→ DIRECTIVE: Please rewrite the records from the line with "query: the noun phrase to segment: outstretched" through the end of the records, putting "low shrub" wherever "small bush" appears and changing nothing else. Leave the pictures out of your answer.

Begin MATERIAL FOR THIS TASK

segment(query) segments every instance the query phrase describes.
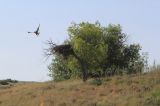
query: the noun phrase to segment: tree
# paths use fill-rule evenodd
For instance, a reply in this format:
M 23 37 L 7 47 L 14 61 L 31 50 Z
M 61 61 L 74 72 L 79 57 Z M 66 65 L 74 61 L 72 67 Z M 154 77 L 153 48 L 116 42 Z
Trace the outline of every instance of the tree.
M 122 32 L 120 25 L 102 27 L 99 22 L 74 23 L 68 28 L 68 34 L 69 39 L 64 44 L 51 45 L 49 49 L 51 54 L 56 54 L 50 65 L 54 77 L 81 76 L 86 81 L 88 77 L 115 75 L 120 70 L 128 74 L 138 70 L 142 72 L 141 47 L 138 44 L 127 45 L 127 34 Z

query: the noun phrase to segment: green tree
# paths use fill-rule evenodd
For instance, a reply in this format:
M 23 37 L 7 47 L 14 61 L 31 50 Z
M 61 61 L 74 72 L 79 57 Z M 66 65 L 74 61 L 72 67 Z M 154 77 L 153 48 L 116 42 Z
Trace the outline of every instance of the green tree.
M 68 28 L 68 34 L 65 44 L 72 46 L 72 55 L 67 55 L 67 59 L 55 56 L 49 66 L 54 79 L 82 77 L 86 81 L 88 77 L 124 72 L 131 74 L 143 70 L 140 45 L 128 45 L 127 35 L 120 25 L 103 27 L 99 22 L 74 23 Z

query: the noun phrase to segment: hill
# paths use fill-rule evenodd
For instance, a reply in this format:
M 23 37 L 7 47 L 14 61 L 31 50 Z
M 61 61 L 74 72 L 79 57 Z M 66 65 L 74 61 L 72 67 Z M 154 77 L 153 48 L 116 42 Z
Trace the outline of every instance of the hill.
M 0 106 L 160 106 L 160 71 L 0 87 Z M 2 86 L 2 85 L 0 85 Z

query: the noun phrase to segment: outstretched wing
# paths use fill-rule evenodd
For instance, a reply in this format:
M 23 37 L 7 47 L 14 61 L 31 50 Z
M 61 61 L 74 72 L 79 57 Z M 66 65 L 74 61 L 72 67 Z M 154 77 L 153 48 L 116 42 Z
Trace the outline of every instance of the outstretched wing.
M 40 28 L 40 24 L 39 24 L 39 26 L 38 26 L 38 28 L 37 28 L 36 32 L 38 32 L 38 31 L 39 31 L 39 28 Z

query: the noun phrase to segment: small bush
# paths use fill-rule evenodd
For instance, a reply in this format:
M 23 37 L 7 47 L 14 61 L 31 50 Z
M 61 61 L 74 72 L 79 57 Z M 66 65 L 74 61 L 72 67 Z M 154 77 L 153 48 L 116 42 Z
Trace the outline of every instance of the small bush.
M 9 83 L 7 81 L 0 81 L 1 85 L 8 85 Z
M 100 78 L 95 78 L 95 79 L 93 79 L 93 80 L 91 81 L 91 84 L 92 84 L 92 85 L 97 85 L 97 86 L 102 85 L 102 79 L 100 79 Z

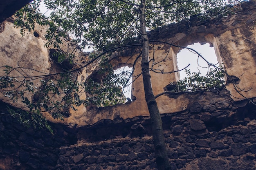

End MATERIAL FOR THIS TASK

→ THE COMPLETED TASK:
query: the noun phrase to segment: outstretched wing
# paths use fill-rule evenodd
For instance, a reply in this format:
M 23 37 L 7 47 L 14 61 L 31 50 Z
M 61 61 L 74 72 L 79 57 Z M 66 65 L 74 61 L 72 67 Z M 154 77 L 153 48 L 116 42 Z
Trace the outline of every instance of the outstretched wing.
M 40 28 L 40 24 L 39 24 L 39 26 L 38 26 L 38 28 L 37 28 L 36 32 L 38 32 L 38 31 L 39 31 L 39 28 Z

query: the noun phrase to segment: low shrub
# paths use fill-rule evenodd
For instance, a reply in this format:
M 23 37 L 7 47 L 14 61 L 31 50 Z
M 61 61 L 74 72 L 79 57 Z M 66 65 L 74 61 L 72 67 Z M 154 77 L 153 48 L 116 42 Z
Trace the outline of every instance of the low shrub.
M 9 83 L 7 81 L 0 81 L 1 85 L 8 85 Z
M 100 78 L 95 78 L 95 79 L 93 79 L 93 80 L 91 81 L 91 84 L 92 84 L 92 85 L 97 85 L 97 86 L 102 85 L 102 79 L 100 79 Z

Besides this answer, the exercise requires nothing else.